I'm pretty sure this is what the metadata looks like in the DANDI archive, and it's read here → https://github.com/con/nwb2bids/blob/6faed97d1bdb39b0b6cd07c5c58a42657b1cb383/nwb2bids/base.py#L178

@yarikoptic I can sanitize as you suggested, replace all manner of special characters with X, just that you said in the meeting today DANDI already sanitizes them, but I don't think it did here.

yarikoptic commented 3 months ago

yes, ATM you would need to sanitize any non-alphanumeric to some alphanumeric to become BIDS-compliant. In DANDI's organize we also sanitize but allow for - and +, which isn't BIDS compliant ATM.

back refs on related efforts

yarikoptic commented 3 months ago

right away -- if identical there should be no sessions.json per each sub- folder - just place on top level. Moreover

TheChymera commented 3 months ago

@yarikoptic

In DANDI's organize we also sanitize but allow for - and +, which isn't BIDS compliant ATM.

but the string I got contains an underscore. I know how to fix it, but it seems to contradict the statement about what's already sanitized in DANDI.

****

● ASSIGNMENT
Write the next part of the thread on sanitizing DANDI metadata for BIDS compliance, starting right after its final sentence. The lines that come after this thread have no connection to it.

● EXERCISE DATA
****

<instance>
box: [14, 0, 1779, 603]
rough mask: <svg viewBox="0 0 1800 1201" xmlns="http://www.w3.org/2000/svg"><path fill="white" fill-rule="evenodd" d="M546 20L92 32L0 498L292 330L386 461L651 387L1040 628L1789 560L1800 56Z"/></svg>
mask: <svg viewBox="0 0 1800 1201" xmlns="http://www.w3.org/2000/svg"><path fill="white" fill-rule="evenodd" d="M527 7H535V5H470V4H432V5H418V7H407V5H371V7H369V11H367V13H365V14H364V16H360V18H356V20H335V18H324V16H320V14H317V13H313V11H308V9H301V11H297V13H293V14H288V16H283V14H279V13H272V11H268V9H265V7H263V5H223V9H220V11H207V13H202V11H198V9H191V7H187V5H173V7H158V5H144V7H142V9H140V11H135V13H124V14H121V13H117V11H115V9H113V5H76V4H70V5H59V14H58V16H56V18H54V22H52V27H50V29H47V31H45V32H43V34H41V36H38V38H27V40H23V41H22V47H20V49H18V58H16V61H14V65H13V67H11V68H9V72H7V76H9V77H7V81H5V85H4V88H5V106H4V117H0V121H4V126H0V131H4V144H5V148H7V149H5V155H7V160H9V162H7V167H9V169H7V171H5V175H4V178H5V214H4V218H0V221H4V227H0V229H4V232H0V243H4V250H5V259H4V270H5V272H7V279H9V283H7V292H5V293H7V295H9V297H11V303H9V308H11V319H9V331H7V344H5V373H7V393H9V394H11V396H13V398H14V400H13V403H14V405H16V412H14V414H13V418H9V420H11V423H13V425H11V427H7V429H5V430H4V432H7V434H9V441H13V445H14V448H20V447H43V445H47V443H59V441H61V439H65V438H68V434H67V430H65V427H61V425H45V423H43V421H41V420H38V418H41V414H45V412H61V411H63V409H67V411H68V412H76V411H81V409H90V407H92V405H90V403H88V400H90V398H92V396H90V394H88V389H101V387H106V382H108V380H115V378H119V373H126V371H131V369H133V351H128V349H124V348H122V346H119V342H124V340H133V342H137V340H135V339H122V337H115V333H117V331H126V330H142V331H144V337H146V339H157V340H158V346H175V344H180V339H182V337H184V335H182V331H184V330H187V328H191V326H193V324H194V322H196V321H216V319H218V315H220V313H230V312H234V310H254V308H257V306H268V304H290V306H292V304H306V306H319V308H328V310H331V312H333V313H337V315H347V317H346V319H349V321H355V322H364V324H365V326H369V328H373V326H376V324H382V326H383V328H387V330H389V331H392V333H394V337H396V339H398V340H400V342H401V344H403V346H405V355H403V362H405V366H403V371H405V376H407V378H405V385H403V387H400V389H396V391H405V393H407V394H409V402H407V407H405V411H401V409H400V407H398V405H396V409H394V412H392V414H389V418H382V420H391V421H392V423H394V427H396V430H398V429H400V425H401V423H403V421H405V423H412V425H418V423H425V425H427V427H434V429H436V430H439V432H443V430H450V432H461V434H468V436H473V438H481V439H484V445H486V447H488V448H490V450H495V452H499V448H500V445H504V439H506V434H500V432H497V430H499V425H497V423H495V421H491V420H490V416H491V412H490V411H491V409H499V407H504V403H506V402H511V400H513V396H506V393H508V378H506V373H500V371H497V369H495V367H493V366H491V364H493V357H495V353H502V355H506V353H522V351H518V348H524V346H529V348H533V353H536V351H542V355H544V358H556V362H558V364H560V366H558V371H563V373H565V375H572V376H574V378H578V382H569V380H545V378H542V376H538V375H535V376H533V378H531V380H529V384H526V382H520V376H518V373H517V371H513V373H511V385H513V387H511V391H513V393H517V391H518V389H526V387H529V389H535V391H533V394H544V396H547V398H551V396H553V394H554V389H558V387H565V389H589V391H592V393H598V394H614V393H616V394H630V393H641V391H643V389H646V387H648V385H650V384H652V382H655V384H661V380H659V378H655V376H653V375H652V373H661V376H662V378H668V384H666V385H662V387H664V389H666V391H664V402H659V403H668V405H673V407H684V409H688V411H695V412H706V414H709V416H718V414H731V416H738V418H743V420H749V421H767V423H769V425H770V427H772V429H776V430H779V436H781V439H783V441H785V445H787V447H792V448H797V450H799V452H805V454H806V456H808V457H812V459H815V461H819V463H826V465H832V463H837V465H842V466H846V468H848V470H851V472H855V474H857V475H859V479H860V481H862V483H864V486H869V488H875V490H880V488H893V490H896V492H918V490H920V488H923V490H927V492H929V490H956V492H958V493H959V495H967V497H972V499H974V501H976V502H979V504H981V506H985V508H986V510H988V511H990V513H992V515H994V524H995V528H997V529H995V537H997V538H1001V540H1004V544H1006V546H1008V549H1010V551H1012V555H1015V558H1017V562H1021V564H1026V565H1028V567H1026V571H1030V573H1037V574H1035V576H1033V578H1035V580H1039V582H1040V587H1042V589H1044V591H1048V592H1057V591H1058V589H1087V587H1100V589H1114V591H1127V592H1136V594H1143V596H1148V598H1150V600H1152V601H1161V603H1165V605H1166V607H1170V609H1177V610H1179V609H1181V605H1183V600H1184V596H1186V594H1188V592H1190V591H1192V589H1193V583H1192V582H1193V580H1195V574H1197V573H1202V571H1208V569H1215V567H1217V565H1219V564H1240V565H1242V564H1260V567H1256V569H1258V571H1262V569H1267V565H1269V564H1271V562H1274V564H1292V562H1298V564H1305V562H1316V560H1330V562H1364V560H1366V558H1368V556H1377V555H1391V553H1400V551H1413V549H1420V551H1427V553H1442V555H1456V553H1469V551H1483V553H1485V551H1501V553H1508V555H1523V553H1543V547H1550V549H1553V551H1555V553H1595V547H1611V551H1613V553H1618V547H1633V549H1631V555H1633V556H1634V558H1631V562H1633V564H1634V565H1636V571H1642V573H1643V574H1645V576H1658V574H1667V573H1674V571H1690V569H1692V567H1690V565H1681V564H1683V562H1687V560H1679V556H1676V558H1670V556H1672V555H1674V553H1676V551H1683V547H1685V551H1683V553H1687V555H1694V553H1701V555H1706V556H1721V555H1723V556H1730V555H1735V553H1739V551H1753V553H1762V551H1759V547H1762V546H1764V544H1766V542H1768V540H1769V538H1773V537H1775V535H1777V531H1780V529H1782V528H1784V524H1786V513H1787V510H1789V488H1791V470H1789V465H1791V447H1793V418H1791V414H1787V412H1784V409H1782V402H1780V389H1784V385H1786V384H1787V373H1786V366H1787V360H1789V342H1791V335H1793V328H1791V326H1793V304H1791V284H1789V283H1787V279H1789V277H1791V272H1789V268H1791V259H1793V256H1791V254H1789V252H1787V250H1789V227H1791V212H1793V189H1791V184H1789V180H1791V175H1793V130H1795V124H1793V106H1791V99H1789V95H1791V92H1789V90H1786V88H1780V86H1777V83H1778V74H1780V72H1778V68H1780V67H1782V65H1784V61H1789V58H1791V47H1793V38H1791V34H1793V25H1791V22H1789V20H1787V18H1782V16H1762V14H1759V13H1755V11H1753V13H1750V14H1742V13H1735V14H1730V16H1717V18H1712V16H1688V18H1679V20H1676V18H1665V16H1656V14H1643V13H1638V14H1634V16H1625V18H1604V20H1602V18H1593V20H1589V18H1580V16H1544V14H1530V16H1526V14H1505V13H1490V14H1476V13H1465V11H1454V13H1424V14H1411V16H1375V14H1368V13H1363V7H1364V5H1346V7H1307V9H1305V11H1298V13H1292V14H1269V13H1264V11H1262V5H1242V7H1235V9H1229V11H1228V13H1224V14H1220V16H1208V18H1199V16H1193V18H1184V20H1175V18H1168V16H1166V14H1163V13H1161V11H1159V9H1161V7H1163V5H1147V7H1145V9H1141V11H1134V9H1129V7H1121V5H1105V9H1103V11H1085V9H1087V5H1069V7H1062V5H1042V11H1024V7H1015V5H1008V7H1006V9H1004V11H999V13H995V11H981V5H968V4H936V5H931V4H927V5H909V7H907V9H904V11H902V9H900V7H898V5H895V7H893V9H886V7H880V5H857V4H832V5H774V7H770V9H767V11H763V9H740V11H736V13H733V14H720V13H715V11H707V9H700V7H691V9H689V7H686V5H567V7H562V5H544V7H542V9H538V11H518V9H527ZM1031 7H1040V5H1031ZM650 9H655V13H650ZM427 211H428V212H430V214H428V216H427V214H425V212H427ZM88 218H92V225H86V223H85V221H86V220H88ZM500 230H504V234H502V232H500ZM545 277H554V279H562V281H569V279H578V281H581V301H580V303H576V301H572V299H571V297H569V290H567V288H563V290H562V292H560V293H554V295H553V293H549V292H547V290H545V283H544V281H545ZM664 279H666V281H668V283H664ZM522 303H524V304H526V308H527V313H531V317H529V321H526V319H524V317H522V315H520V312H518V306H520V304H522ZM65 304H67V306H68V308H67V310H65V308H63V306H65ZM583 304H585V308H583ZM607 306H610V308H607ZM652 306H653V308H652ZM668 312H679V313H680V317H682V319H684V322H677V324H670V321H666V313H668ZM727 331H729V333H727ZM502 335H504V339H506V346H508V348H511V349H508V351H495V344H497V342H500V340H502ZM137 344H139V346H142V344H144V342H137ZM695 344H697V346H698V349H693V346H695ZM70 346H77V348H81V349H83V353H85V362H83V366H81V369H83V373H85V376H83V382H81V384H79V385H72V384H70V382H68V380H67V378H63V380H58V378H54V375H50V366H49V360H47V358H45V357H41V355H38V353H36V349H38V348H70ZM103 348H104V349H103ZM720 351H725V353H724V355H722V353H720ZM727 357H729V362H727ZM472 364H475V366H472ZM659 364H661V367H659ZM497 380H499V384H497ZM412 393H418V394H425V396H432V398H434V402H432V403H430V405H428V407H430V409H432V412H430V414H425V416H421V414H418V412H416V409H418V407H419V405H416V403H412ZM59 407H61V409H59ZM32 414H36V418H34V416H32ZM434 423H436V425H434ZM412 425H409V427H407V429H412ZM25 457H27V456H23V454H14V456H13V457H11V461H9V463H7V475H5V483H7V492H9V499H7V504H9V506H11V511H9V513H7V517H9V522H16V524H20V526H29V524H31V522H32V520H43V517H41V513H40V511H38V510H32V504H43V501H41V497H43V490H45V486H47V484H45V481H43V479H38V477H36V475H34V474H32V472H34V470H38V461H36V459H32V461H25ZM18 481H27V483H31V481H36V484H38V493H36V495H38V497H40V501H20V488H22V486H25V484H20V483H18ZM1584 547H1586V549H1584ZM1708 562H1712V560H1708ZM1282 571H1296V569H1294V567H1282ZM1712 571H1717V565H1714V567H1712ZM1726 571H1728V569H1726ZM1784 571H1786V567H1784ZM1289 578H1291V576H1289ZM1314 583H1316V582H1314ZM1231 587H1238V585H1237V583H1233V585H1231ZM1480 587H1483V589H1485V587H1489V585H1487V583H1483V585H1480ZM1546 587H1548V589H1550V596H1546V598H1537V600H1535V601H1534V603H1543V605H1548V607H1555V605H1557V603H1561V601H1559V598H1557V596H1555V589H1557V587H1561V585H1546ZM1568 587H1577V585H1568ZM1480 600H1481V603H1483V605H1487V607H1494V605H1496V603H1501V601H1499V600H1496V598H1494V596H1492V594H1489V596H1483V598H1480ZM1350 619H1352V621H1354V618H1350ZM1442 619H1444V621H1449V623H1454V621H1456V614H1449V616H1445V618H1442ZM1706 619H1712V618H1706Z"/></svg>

****

● ANSWER FOR THE TASK
If I only need to replace - and + that would best be done with replace, if I can expect literally anything from _ to ¯ it would be done via a whitelist of what characters to keep as they are. Might be safest to do that aynway since the NWB files don't need to come from DANDI 🤔

yarikoptic commented 3 months ago

Let me repeat

ATM you would need to sanitize any non-alphanumeric to some alphanumeric to become BIDS-compliant.

so it means that you need to replace underscore as well... and whitelist is just "alphanumeric" characters. I don't see what contradicts here... there were no statement that we replace only - and + .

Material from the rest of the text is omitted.